**TASK OBJECTIVE**
Every line of the records below should be restated exactly.
[Begin STORED RECORDS]
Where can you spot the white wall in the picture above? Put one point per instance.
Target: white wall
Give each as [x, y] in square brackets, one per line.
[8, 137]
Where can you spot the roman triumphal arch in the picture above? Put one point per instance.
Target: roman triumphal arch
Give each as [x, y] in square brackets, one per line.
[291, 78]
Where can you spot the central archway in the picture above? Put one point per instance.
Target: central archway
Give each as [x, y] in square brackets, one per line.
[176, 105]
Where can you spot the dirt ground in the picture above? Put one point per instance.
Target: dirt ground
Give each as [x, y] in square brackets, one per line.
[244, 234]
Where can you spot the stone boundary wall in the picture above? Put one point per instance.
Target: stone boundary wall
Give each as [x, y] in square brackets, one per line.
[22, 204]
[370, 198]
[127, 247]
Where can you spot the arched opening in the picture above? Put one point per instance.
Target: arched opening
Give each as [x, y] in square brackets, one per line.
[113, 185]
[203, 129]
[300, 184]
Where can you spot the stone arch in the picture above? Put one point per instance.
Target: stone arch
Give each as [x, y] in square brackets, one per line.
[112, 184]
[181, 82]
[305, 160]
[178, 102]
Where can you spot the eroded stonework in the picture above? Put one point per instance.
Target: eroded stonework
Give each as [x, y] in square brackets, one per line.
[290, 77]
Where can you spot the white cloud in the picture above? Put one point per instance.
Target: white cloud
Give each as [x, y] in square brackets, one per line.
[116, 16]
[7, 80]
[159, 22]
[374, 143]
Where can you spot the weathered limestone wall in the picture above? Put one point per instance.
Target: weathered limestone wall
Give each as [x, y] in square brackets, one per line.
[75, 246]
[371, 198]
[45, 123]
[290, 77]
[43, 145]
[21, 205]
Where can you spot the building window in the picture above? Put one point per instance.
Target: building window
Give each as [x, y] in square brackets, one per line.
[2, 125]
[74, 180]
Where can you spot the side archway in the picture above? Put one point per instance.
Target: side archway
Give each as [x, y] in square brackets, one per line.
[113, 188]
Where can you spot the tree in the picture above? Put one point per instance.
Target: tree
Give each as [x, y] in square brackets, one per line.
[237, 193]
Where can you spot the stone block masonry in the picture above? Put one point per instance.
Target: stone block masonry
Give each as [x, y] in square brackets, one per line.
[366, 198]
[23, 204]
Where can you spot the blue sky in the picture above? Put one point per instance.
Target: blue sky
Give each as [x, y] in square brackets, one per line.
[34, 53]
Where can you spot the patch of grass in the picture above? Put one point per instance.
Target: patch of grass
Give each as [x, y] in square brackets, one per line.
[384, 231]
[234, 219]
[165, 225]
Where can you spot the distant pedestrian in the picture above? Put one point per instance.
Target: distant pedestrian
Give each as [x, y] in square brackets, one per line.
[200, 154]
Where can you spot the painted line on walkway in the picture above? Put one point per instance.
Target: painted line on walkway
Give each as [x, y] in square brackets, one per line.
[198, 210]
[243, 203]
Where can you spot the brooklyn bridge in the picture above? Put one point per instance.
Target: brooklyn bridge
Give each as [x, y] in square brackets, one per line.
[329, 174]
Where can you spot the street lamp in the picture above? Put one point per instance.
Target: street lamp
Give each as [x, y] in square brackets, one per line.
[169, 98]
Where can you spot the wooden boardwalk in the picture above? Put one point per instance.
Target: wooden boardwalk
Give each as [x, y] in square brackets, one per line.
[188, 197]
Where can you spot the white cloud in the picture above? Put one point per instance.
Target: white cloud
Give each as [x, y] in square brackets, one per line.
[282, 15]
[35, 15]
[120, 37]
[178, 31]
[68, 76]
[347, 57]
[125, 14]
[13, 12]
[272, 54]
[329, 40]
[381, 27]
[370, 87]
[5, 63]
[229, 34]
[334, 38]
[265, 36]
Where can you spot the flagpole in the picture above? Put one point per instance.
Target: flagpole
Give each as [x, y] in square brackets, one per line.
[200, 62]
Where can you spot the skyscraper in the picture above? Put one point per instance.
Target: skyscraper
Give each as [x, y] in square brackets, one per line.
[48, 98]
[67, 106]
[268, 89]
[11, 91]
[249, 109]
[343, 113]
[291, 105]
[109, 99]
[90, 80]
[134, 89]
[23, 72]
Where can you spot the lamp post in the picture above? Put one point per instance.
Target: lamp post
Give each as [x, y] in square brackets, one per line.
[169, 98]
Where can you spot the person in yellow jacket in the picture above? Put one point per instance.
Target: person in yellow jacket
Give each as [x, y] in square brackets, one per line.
[End STORED RECORDS]
**RIGHT ANSWER**
Where can you spot the white wall in the picture above? Put one point per instance.
Target: white wall
Give each as [x, y] in square brackets, one per line.
[8, 137]
Where can you spot the roman triumphal arch in the picture above? Put one point per instance.
Target: roman triumphal arch
Give each as [x, y] in square brackets, one per line.
[291, 78]
Where can you spot the central archway in the picture above? Put one point per instance.
Target: central archway
Give each as [x, y] in square brackets, one per line.
[176, 105]
Where can you spot the dirt ground in the picture above? Put one point per instance.
Target: dirt ground
Give each as [x, y] in square brackets, one per line.
[244, 234]
Where can you spot the stone boundary wall in the picture above? Put one point per instance.
Target: stone boundary wall
Give each as [x, y] in square brackets, one per line.
[22, 204]
[370, 198]
[127, 247]
Where can you spot the arched opening in the picture above? Put one point per instance.
Target: arched opening
Give each as [x, y] in square brackets, one per line.
[113, 185]
[203, 129]
[300, 184]
Where can you spot the stone arch in the picture above? Put one point per instance.
Target: stone arch
Give each as [x, y] in square brackets, one per line.
[112, 184]
[181, 82]
[305, 160]
[178, 102]
Where can you spot the eroded stonework in the picture above? Put one point per instance.
Target: eroded stonework
Give each as [x, y] in square brackets, one per line.
[290, 77]
Where can you spot the white cloud in the picture above? Put one point per instance.
Target: white cloud
Give each as [x, y] in square brackets, one per line.
[116, 16]
[7, 80]
[159, 22]
[374, 143]
Where can you spot the weathered limestone wall in the picture above? Put one point per instance.
Target: weathered limestone wall
Give each as [x, y] in square brackets, one per line.
[75, 246]
[371, 198]
[45, 123]
[290, 77]
[43, 145]
[21, 205]
Where can you spot the building window in the picture above? Put one point per instance.
Target: building window
Give each as [x, y] in square brackets, one per line.
[2, 125]
[74, 180]
Where can you spot the side archway in the picture above? Put one point per instance.
Target: side archway
Give each as [x, y] in square brackets, one per line.
[113, 188]
Where can you spot the tree in the picture above? Put one point per instance.
Target: tree
Give each as [x, y] in square brackets, one per line.
[237, 193]
Where can you spot the stone block masonry in the picture above? Put one point per instance.
Target: stone block masonry
Give each as [x, y] in square brackets, one per line.
[366, 198]
[23, 204]
Where can you spot the blue sky in the picture above? Put one point per instance.
Target: blue sky
Give each as [x, y] in square brackets, one per line.
[34, 53]
Where can you spot the patch of grass in the picture above? Put one point per instance.
Target: patch of grass
Give each as [x, y] in square brackets, one per line.
[384, 231]
[234, 219]
[165, 225]
Where can you spot the distant pedestrian in the picture above? Put one point per instance.
Target: distant pedestrian
Give each as [x, y] in square brackets, one per line.
[200, 154]
Where can you spot the painted line on walkway in the picture above? Put one point per instance.
Target: painted line on walkway
Give each as [x, y] in square brackets, one per line.
[198, 210]
[243, 203]
Where can you spot the brooklyn bridge in the picture above? Put one point per instance.
Target: brooklyn bridge
Give each as [x, y] in square brackets, one per line.
[329, 174]
Where can you spot the street lamp in the picture above? Put one point per instance.
Target: street lamp
Give each as [x, y] in square brackets, one per line.
[169, 98]
Where can you spot the wooden boardwalk in the picture above? Put one point per instance.
Target: wooden boardwalk
Give each as [x, y] in square brackets, one per line.
[188, 197]
Where can you spot the white cloud in the picture above? Put one point per instance.
Target: white cloud
Give each as [x, y] in square brackets, one per line.
[282, 15]
[35, 15]
[120, 37]
[178, 31]
[68, 76]
[347, 57]
[125, 14]
[13, 12]
[272, 54]
[329, 40]
[381, 27]
[370, 87]
[5, 63]
[229, 34]
[334, 38]
[265, 36]
Where can you spot the flagpole in the picture above? Put one point per instance.
Target: flagpole
Give each as [x, y] in square brackets, one per line.
[200, 62]
Where can you spot the skyscraper in the picture above? Put one point per instance.
Target: skyscraper
Give each as [x, y] in square brackets, one per line.
[48, 98]
[67, 106]
[268, 89]
[11, 91]
[249, 109]
[343, 113]
[291, 105]
[109, 99]
[90, 80]
[134, 89]
[23, 72]
Where can you spot the lamp post in the picture above? Put one point per instance.
Target: lamp post
Give each as [x, y] in square brackets, one per line.
[169, 98]
Where can you spot the person in yellow jacket in the picture above? Put one point per instance.
Target: person in yellow jacket
Give each as [x, y] in square brackets, one per line.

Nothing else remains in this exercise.